Gut ein Pool ist es nicht, dass alte System wurde nur so geändert. Das man jetzt mit jedem Tier paar neue SC zu sehen bekommt. Aber die SC selbst sind nicht anders und Northen Watch schön und gut, aber von T1-T4 ist es doch Langweilig. Wie bei WOW WS, aber ich erinnere mich an die, die hier die Menge der SC ja genannt haben und meinten, dass bei WAR die SC deswegen nicht langweilig sind, weil es ja mehr gibt als bei WOW. Das man nach Eye of Storm, schien gut überlegt hat wie man ein BG interessant macht, dass ist was anderes. Meine alle BG sind unterschiedlich, von der mechanik und spielgefühl. Auch wenn natürlich in einigen gern hirnfrei gezergt wird, aber dort gewinnt man net wegen dem Zerg. Bei WAR gewinnt man oft SC durch Zergen. Nein nicht das System der auswahl ist das Problem. Das Problem ist die Gruppenzusammenstellung, die mehr als Chaotisch und unlogisch ist etc. und natürlich das tollste von allem die SC Mechanik. Also dort sollten sie angreifen und nicht bei sowas unwichtigem wie die Auswahl, dass hätten sie schon vor 1 Jahr machen können. Dazu brauchen die net 1 Jahr zum erforschen und die community befragen. wenn die echt 1 Jahr brauchen um zu sehen, dass die SC Probleme haben, dann ... guten Nacht .p


----------



## OldboyX (21. Februar 2010)

Pymonte schrieb:


> Ums kurz zu sagen: Solange man nicht die echten Daten kennt, rechnet man ÜBERALL mit Näherungswerten. Solange Mythic nicht die Formeln für WAR rausgibt, rechne ich auch hier nur mit empirischen Werten (also vermuteten) und Näherungswerten.



Klar, aber auch wenn wir mit Näherungswerten rechnen bringen +12% crit eben einen Vorteil. Daten könnte man ja in WAR auch empirisch sammeln, nur hat keiner Lust dazu und bei weniger Spielern sind weniger "Freaks" dabei die sich diese Mühe antun. In WoW kannte man auch nicht immer schon alle Formeln. Sehr vieles wurde zuerst über Addons bestimmter Leute angenähert oder eben statistisch erfasst (mob_health, Omen usw. um ein paar Beispiele zu nennen).

[Gespeicherte Daten]
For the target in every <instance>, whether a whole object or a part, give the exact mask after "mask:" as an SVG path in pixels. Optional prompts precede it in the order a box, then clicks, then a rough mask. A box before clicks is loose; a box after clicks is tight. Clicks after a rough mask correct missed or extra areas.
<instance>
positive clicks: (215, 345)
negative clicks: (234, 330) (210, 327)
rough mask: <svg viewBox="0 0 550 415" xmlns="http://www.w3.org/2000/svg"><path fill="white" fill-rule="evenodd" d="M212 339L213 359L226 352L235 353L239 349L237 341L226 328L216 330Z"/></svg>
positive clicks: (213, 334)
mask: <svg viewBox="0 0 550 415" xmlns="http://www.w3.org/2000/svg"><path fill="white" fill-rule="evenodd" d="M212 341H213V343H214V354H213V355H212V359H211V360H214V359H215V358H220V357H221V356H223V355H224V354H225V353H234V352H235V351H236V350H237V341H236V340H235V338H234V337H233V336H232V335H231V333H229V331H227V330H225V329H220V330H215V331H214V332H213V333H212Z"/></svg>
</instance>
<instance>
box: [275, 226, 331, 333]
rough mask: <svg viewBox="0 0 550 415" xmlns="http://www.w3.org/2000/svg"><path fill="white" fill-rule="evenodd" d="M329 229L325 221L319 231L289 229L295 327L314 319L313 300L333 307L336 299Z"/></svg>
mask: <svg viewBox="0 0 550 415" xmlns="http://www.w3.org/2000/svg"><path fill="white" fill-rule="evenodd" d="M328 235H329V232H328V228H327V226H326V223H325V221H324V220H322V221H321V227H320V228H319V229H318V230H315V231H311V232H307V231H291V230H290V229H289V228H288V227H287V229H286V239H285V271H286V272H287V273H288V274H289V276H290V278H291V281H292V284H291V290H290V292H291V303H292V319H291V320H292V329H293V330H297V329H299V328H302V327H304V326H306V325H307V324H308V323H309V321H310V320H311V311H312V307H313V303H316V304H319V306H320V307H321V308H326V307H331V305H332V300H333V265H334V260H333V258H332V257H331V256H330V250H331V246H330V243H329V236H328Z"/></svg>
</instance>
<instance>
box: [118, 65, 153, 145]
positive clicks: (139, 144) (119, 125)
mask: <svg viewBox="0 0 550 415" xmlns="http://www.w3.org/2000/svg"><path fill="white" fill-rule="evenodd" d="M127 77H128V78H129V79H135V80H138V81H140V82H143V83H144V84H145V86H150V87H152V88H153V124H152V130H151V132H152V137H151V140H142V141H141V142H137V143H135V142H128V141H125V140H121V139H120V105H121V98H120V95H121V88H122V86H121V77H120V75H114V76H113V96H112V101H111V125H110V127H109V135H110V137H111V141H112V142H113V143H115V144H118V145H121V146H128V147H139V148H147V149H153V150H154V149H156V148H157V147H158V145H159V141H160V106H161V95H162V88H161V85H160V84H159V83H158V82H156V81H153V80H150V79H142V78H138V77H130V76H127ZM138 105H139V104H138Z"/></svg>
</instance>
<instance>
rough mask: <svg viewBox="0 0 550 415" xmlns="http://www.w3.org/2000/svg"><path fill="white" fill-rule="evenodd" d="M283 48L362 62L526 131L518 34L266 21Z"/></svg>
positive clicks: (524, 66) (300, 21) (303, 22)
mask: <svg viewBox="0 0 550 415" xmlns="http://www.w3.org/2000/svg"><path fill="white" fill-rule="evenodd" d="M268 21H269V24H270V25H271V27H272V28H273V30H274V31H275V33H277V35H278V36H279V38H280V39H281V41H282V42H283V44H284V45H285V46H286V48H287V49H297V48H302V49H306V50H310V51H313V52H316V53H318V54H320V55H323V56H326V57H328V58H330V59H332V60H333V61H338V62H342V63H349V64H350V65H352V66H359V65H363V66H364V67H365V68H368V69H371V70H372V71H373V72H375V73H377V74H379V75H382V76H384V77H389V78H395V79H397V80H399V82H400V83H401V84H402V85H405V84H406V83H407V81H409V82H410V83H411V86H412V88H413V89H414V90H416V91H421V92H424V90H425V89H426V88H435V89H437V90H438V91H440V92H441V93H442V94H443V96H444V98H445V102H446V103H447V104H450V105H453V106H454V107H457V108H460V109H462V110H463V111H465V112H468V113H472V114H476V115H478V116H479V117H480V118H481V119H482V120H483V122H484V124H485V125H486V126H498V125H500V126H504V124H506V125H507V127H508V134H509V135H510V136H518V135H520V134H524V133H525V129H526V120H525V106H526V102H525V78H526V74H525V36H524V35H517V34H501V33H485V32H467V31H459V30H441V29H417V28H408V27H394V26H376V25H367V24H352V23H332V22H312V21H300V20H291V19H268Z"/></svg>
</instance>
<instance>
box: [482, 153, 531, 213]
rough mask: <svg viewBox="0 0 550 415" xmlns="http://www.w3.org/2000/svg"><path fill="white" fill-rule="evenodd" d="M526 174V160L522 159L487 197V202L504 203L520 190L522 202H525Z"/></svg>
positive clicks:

■ Aufgabe 1 ■
Nenne alle Abkürzungen im Lesetext, die nur aus Großbuchstaben bestehen.
■ Aufgabe 2 ■
Schreib den Lesetext über WAR und WoW nach seinem letzten Satz weiter.

■ Schriftliche Antwort 1 ■
SC, WOW, WS, WAR, BG

■ Schriftliche Antwort 2 ■
Pymonte schrieb:


> In WAR gibt es kein Theorycrafting, weil die Formeln nicht bekannt sind. Bei WoW wurden alle Formeln zum Spiel rausgegeben, daher konnte man dann auch alles durchrechnen, von Optimalskillung bis benötigtem DPS für Boss X. Dmg Meter und andere Sammellogs gibts schon sau lange bei WAR und Berechnungen auch. Meistens scheitern sie aber eben daran, dass man nicht genau die Verknüpfung der Werte kennt. Oder weiß, ob ein Faktor nun eine Konstante oder Variable ist. Manchmal haut nämlich beides hin.



Anscheinend ist es aber nicht so wichtig und es kommt wohl auf das letzte Bisschen Dmg oder Heal nicht an, da PVP sowieso per Zerg gewonnen werden kann und PVE Inhalte kaum vorhanden sind und diese "relativ" einfach schaffbar sind sobald man die benötigte Behütung hat.

Ansonsten könnte man diese Logs ja ausweiten und Spieler könnten (wie in WoW üblich) mit maximaler +str oder mit maximaler + agi oder was auch immer verschiedene Durchläufe machen um herauszufinden was am Ende mehr bringt.




Pymonte schrieb:


> Ersteres gibt es aber nicht und es ist daher einfach abstrakt so zu behaupten, WAR WÜRDE unter diesen und jenen Sonderbedingungen nicht gut funktionieren, da diese aber NICHT im Spiel existieren, muss das nun überall so sein. Eher ist es wohl so, dass es in der sterilen x vs x Umgebung sicherlich Mängel gibt, da diese aber nicht gewollt ist, negiert sich das einfach. Ich kann mir im Labor auch immer neue Sonderfälle ausdenken, das irgendwas passiert, wenn ich bestimtme Faktoren ausschalte, aber da ich solche Zustände nicht hervorrufen kann, sind sie damit auch erst einmal irrelevant.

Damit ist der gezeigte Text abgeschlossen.